--- Task to carry out ---
Below are the records; tally the lines that include "mask" and report only the total.

START Records to use

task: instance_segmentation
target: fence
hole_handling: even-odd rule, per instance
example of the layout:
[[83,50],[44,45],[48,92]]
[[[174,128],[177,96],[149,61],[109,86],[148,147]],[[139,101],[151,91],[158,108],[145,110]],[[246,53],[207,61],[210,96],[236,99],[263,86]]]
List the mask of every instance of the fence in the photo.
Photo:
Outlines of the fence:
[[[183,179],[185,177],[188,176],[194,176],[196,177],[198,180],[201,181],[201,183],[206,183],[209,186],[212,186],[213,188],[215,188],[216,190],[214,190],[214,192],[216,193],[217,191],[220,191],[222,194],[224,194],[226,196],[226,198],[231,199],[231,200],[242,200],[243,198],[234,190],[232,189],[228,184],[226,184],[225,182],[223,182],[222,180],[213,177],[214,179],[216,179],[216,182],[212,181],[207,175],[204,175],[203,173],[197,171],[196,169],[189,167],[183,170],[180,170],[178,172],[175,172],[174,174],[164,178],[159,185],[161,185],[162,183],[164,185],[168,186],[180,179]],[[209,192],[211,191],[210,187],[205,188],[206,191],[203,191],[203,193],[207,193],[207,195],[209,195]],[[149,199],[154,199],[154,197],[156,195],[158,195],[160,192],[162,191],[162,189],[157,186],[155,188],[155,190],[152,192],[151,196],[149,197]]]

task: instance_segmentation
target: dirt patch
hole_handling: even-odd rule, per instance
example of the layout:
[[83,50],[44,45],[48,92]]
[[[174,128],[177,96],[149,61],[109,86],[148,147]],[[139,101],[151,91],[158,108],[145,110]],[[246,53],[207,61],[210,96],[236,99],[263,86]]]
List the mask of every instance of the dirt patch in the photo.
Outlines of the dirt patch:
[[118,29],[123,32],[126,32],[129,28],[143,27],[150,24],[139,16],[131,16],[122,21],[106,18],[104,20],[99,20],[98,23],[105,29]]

END Records to use

--- Task solution ---
2